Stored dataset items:

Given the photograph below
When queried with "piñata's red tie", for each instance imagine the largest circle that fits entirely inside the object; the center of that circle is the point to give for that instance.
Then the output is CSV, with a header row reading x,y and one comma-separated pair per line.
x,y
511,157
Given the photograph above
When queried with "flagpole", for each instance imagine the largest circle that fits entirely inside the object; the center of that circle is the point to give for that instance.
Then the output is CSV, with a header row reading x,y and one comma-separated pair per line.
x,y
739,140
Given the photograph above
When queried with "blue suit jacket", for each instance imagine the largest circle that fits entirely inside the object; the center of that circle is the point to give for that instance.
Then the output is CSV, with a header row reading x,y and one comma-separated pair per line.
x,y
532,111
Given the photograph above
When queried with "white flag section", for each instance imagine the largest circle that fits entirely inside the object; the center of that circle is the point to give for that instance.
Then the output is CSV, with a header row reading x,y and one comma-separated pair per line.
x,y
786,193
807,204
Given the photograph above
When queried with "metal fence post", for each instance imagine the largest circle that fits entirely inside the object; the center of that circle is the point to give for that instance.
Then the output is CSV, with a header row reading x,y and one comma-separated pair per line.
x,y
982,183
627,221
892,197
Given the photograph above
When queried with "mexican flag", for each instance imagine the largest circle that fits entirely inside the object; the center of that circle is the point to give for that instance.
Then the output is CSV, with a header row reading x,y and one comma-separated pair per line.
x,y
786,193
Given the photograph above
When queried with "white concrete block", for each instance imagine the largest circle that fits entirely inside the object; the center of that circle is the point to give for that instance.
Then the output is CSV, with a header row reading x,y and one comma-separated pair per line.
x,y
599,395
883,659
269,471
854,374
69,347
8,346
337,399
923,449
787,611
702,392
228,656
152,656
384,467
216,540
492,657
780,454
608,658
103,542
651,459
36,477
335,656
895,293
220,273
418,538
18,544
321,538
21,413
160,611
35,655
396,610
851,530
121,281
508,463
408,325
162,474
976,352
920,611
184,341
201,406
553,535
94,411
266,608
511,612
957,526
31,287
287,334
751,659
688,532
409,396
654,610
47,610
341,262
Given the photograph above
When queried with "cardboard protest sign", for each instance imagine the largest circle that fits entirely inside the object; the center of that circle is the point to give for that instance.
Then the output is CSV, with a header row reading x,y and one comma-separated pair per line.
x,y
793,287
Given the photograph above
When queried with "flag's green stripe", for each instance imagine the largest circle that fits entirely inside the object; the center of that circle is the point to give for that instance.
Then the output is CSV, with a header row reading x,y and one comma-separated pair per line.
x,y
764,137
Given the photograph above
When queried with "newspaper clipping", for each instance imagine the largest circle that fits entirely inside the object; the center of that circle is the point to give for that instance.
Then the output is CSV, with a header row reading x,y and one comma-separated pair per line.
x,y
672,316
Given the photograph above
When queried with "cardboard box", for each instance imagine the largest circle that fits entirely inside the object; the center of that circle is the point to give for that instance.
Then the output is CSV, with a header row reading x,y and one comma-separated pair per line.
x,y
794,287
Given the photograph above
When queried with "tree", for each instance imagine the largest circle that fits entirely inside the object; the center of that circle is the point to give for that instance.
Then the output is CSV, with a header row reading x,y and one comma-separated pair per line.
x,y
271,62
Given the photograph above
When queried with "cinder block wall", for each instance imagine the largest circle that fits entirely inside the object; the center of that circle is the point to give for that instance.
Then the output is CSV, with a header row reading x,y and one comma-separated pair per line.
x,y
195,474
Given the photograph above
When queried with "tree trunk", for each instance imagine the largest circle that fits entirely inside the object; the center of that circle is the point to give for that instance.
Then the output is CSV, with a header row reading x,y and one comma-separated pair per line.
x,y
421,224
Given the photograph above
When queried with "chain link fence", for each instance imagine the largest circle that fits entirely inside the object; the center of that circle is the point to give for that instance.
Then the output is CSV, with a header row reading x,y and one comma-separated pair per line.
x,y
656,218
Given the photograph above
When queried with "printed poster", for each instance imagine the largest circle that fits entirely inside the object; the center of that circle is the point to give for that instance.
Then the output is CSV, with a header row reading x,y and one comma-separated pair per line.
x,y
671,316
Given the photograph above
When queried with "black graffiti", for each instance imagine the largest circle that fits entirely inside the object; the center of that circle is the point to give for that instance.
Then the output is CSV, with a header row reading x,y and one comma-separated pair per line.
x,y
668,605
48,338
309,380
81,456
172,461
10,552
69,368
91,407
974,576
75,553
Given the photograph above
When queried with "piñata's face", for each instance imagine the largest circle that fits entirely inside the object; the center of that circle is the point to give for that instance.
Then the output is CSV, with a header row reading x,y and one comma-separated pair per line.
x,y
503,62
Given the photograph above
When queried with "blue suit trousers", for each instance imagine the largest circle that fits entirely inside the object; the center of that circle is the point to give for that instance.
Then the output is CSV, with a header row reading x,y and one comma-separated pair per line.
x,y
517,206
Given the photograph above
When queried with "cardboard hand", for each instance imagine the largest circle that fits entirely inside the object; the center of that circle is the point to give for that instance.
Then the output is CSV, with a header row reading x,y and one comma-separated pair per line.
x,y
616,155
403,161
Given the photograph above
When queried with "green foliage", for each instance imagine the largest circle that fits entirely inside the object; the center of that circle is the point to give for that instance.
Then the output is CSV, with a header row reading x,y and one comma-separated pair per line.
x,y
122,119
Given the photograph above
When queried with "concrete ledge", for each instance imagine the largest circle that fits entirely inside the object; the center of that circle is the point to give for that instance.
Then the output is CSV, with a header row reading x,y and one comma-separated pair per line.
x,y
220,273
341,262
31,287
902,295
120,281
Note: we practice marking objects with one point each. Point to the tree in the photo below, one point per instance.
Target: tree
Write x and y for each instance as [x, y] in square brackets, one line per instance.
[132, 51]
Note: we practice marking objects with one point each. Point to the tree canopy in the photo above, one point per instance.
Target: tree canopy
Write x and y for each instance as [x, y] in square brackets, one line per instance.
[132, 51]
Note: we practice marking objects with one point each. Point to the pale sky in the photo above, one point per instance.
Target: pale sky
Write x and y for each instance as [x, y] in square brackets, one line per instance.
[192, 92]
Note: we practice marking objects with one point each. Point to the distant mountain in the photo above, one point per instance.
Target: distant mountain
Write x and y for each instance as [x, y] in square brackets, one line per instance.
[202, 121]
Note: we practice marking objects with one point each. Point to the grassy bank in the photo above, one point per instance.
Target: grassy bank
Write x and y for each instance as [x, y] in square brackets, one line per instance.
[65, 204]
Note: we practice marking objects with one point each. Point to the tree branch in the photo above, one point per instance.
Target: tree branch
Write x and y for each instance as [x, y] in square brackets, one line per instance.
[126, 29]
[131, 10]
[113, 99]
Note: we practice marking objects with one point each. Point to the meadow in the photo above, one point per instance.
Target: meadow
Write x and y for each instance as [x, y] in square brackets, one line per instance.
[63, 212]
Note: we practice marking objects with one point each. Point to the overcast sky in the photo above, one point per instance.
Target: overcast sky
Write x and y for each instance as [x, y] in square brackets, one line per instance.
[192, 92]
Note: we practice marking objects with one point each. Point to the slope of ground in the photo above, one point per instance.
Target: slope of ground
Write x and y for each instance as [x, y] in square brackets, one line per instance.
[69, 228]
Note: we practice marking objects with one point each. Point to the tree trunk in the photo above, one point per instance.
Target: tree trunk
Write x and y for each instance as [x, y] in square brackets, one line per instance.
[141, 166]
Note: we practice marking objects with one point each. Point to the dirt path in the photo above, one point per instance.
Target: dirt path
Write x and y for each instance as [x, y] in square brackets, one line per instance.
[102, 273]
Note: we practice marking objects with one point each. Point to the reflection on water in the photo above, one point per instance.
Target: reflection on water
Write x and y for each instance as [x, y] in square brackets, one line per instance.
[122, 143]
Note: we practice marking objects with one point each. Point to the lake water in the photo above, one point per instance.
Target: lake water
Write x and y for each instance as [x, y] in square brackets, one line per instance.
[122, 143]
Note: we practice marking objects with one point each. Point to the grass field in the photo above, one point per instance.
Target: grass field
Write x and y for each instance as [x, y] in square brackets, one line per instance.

◆ **What is required**: All lines above that contain "pale" are required in the answer.

◆ **Result**:
Note: we practice marking objects with one point each. Point to the pale sky in the photo above, one point per instance.
Target: pale sky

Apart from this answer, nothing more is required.